Stored data entries

--------------------------------------------------

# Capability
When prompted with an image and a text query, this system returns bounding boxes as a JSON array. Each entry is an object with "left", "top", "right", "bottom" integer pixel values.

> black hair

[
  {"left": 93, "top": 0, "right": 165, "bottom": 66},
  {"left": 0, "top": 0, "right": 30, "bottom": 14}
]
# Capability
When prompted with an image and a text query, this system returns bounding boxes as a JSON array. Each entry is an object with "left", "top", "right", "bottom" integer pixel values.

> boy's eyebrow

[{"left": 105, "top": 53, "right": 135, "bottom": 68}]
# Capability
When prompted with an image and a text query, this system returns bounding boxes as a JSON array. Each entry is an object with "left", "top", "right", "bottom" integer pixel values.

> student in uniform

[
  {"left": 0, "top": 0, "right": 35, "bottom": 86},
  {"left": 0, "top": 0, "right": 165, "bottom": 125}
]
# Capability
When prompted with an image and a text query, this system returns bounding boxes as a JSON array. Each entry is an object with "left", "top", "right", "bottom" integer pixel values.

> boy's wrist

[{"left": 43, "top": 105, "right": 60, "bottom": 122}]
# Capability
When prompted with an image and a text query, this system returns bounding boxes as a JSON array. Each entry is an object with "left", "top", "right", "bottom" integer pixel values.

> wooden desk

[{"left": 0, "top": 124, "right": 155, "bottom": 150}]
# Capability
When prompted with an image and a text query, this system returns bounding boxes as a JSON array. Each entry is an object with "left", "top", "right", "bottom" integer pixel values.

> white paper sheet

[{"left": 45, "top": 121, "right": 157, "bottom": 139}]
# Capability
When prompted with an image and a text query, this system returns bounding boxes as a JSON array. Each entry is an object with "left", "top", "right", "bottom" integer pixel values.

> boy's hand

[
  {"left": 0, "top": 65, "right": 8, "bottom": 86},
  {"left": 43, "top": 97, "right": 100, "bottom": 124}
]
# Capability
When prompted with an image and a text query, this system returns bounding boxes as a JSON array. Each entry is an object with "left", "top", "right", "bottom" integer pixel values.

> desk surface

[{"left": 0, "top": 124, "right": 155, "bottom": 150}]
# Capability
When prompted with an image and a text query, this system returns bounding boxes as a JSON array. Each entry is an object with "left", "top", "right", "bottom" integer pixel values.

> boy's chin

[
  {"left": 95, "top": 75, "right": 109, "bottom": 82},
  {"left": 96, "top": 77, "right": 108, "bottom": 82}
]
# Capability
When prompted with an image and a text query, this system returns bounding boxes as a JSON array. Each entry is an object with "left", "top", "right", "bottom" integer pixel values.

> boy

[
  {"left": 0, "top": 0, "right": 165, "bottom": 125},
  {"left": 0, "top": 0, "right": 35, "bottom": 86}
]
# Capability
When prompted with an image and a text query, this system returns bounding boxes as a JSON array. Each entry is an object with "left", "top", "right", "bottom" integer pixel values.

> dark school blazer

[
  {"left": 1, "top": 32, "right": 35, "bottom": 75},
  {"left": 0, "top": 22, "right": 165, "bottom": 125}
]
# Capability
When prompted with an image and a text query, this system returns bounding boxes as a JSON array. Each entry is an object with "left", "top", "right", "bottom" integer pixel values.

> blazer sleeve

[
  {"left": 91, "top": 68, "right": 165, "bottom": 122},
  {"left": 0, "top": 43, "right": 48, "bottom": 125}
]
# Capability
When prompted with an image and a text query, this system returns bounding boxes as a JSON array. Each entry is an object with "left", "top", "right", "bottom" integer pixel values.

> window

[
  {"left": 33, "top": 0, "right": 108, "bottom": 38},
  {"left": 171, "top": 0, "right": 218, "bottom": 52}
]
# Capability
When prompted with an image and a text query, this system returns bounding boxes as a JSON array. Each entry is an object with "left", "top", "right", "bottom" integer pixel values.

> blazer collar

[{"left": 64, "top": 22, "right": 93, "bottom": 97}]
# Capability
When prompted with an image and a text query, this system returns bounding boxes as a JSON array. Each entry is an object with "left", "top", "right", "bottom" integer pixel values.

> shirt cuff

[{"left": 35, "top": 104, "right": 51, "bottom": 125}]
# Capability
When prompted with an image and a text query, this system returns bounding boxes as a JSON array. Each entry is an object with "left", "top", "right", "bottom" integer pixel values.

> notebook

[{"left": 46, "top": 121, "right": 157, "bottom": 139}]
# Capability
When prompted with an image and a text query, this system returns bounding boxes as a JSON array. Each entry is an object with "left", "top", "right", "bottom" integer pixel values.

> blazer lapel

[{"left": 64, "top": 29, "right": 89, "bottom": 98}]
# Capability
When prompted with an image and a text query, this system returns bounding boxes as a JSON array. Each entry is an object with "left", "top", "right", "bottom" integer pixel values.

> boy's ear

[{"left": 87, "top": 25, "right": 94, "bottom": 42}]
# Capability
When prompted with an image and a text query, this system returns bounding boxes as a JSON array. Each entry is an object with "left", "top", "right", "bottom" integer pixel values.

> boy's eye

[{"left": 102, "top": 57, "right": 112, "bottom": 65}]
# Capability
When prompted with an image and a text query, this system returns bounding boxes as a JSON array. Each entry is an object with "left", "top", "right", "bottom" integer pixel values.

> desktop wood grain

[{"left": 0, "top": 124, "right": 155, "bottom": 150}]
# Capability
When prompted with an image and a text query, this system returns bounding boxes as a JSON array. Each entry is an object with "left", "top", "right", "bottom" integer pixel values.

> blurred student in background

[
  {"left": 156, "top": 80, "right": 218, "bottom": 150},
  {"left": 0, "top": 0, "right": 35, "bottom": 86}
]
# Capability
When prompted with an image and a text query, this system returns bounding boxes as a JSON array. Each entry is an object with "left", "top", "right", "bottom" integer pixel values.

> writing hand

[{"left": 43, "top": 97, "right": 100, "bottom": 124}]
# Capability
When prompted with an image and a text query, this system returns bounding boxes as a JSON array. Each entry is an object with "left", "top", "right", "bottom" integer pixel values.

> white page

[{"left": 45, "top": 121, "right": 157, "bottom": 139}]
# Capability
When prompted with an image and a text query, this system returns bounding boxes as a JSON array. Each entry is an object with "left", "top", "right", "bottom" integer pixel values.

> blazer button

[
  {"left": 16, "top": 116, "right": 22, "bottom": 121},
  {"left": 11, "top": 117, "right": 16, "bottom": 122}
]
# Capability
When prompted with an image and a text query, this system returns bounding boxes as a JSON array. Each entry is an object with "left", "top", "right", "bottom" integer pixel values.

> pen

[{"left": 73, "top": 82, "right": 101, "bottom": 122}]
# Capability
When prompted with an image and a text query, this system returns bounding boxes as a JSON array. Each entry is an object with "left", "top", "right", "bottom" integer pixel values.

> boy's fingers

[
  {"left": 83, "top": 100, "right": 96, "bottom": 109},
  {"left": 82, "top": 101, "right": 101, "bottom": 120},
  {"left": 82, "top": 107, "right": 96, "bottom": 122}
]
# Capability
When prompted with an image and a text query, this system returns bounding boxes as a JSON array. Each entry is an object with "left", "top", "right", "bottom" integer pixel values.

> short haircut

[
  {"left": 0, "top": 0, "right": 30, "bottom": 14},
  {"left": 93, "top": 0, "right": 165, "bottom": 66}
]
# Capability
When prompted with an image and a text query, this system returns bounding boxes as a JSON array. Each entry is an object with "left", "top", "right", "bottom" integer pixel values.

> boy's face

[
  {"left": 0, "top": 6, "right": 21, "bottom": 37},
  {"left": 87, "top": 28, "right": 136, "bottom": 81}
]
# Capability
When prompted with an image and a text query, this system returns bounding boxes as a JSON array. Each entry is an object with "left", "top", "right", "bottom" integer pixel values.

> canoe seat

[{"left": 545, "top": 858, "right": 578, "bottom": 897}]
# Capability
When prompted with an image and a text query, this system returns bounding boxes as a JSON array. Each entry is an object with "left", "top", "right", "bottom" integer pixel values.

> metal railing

--------------------------------------------------

[Exercise directions] Retype all of the lines shown above, keeping each one exact.

[Task solution]
# Capability
When prompted with an image and a text query, this system returns bounding boxes as a JSON array. Each entry is an object with "left", "top", "right", "bottom" integer pixel values.

> black hair

[
  {"left": 93, "top": 0, "right": 165, "bottom": 66},
  {"left": 0, "top": 0, "right": 30, "bottom": 14}
]
# Capability
When prompted with an image and a text query, this system returns bounding boxes as a JSON array. Each entry is an object with "left", "top", "right", "bottom" integer pixel values.

> boy's eyebrow

[{"left": 105, "top": 53, "right": 135, "bottom": 68}]
# Capability
When prompted with an image and a text query, this system returns bounding boxes as a JSON array. Each entry is an object with "left", "top", "right", "bottom" integer pixel values.

> student in uniform

[
  {"left": 0, "top": 0, "right": 35, "bottom": 86},
  {"left": 0, "top": 0, "right": 165, "bottom": 125}
]
# Capability
When prompted with an image and a text query, this system returns bounding boxes as a JSON array. Each entry is an object with "left", "top", "right", "bottom" integer pixel values.

> boy's wrist

[{"left": 43, "top": 105, "right": 60, "bottom": 122}]
# Capability
When prompted with an image and a text query, this system returns bounding boxes as a JSON array. Each entry is an object with "left", "top", "right", "bottom" integer pixel values.

> wooden desk

[{"left": 0, "top": 124, "right": 155, "bottom": 150}]
# Capability
When prompted with an image and a text query, this system returns bounding boxes as a JSON array. Each entry is an object with "left", "top", "right", "bottom" integer pixel values.

> white paper sheet

[{"left": 45, "top": 121, "right": 157, "bottom": 139}]
# Capability
When prompted with an image and a text query, this system returns bounding boxes as a JSON array. Each entry is an object with "left", "top", "right", "bottom" integer pixel values.

> boy's hand

[
  {"left": 0, "top": 65, "right": 8, "bottom": 86},
  {"left": 43, "top": 97, "right": 100, "bottom": 124}
]
# Capability
When prompted with an image and a text query, this system returns bounding boxes as a JSON array. Each entry is an object with "left", "top", "right", "bottom" integer pixel values.

> desk surface

[{"left": 0, "top": 124, "right": 155, "bottom": 150}]
# Capability
When prompted with an image and a text query, this system returns bounding boxes as a JSON array. Each entry is an object with "left", "top", "right", "bottom" integer pixel values.

> boy's chin

[
  {"left": 95, "top": 75, "right": 109, "bottom": 82},
  {"left": 96, "top": 77, "right": 108, "bottom": 82}
]
# Capability
When prompted with an image and a text query, this system returns bounding boxes as a JSON array. Each entry is an object with "left", "top", "right", "bottom" integer pixel values.

> boy

[
  {"left": 0, "top": 0, "right": 165, "bottom": 125},
  {"left": 0, "top": 0, "right": 35, "bottom": 86}
]
# Capability
When prompted with an image and a text query, this system returns bounding boxes as a JSON array. Each entry is an object with "left", "top", "right", "bottom" integer pixel values.

> dark school blazer

[
  {"left": 1, "top": 32, "right": 35, "bottom": 75},
  {"left": 0, "top": 22, "right": 165, "bottom": 125}
]
# Capability
When prompted with an image and a text query, this system returns bounding boxes as a JSON array. Each entry is an object with "left", "top", "right", "bottom" integer pixel values.

> blazer sleeve

[
  {"left": 91, "top": 68, "right": 165, "bottom": 122},
  {"left": 0, "top": 43, "right": 48, "bottom": 125}
]
# Capability
When prompted with an image and a text query, this system returns bounding boxes as a JSON array. Each entry is an object with "left", "top", "right", "bottom" integer pixel values.

> window

[
  {"left": 33, "top": 0, "right": 108, "bottom": 38},
  {"left": 171, "top": 0, "right": 218, "bottom": 52}
]
# Capability
When prompted with an image and a text query, this system returns bounding boxes as a JSON array. Each entry is an object with "left", "top", "right", "bottom" integer pixel values.

> blazer collar

[{"left": 64, "top": 22, "right": 93, "bottom": 97}]
# Capability
When prompted with an image and a text query, this system returns bounding boxes as a JSON array. Each entry is an object with "left", "top", "right", "bottom" integer pixel values.

> shirt cuff

[{"left": 35, "top": 104, "right": 51, "bottom": 125}]
# Capability
When prompted with an image and a text query, this system returns bounding boxes as a JSON array. Each entry is an object with "left", "top", "right", "bottom" integer pixel values.

> notebook

[{"left": 46, "top": 121, "right": 157, "bottom": 139}]
# Capability
When prompted with an image and a text query, this system returns bounding boxes as a JSON array. Each entry is an object with "left", "top", "right", "bottom" integer pixel values.

> blazer lapel

[{"left": 64, "top": 29, "right": 89, "bottom": 98}]
# Capability
When prompted with an image and a text query, this system returns bounding boxes as a JSON array. Each entry is an object with "left", "top", "right", "bottom" integer pixel values.

> boy's ear

[{"left": 87, "top": 25, "right": 94, "bottom": 42}]
# Capability
When prompted with an image and a text query, this system returns bounding boxes as a JSON array. Each entry is an object with "left", "top", "right", "bottom" integer pixel values.

> boy's eye

[{"left": 102, "top": 57, "right": 112, "bottom": 65}]
# Capability
When prompted with an image and a text query, this system returns bounding boxes as a JSON array. Each entry is an object with "left", "top", "right", "bottom" integer pixel values.

> desktop wood grain

[{"left": 0, "top": 124, "right": 155, "bottom": 150}]
# Capability
When prompted with an image and a text query, this system returns bounding boxes as a JSON array. Each entry is an object with "left", "top", "right", "bottom" integer pixel values.

> blurred student in background

[
  {"left": 156, "top": 80, "right": 218, "bottom": 150},
  {"left": 0, "top": 0, "right": 35, "bottom": 86}
]
# Capability
When prompted with an image and a text query, this system returns bounding boxes as a JSON array. Each entry is an object with "left", "top", "right", "bottom" integer pixel values.

> writing hand

[{"left": 43, "top": 97, "right": 100, "bottom": 124}]
# Capability
When prompted with an image and a text query, this system returns bounding boxes as a JSON array. Each entry is an object with "left", "top", "right", "bottom" integer pixel values.

> white page

[{"left": 45, "top": 121, "right": 157, "bottom": 139}]
# Capability
When prompted with an image and a text query, this system returns bounding boxes as a JSON array. Each entry is an object with "left", "top", "right", "bottom" integer pixel values.

> blazer button

[
  {"left": 16, "top": 116, "right": 22, "bottom": 121},
  {"left": 11, "top": 117, "right": 16, "bottom": 122}
]
# Capability
When prompted with an image and a text query, this system returns bounding boxes as a JSON array. Each entry is an object with "left", "top", "right", "bottom" integer pixel values.

> pen

[{"left": 73, "top": 82, "right": 101, "bottom": 122}]
# Capability
When prompted with an image and a text query, this system returns bounding boxes as a JSON array. Each entry is an object with "left", "top", "right", "bottom" integer pixel values.

> boy's fingers

[
  {"left": 83, "top": 100, "right": 96, "bottom": 109},
  {"left": 82, "top": 101, "right": 101, "bottom": 120},
  {"left": 82, "top": 107, "right": 96, "bottom": 122}
]
# Capability
When prompted with an image and a text query, this system returns bounding boxes as a JSON array. Each entry is an object with "left", "top", "right", "bottom" integer pixel values.

> short haircut

[
  {"left": 0, "top": 0, "right": 30, "bottom": 14},
  {"left": 93, "top": 0, "right": 165, "bottom": 66}
]
# Capability
When prompted with an image and a text query, this system returns bounding boxes as a JSON array. Each entry is an object with "left", "top", "right", "bottom" integer pixel values.

> boy's face

[
  {"left": 0, "top": 6, "right": 21, "bottom": 37},
  {"left": 87, "top": 28, "right": 136, "bottom": 81}
]
# Capability
When prompted with an image and a text query, this system returns bounding boxes as a JSON array. Each entry is an object with "left", "top", "right", "bottom" integer pixel values.

> canoe seat

[{"left": 545, "top": 858, "right": 578, "bottom": 897}]
# Capability
When prompted with an image and a text query, this system returns bounding boxes as a JSON array. Each entry is an object with "left", "top", "right", "bottom" integer pixel values.

> metal railing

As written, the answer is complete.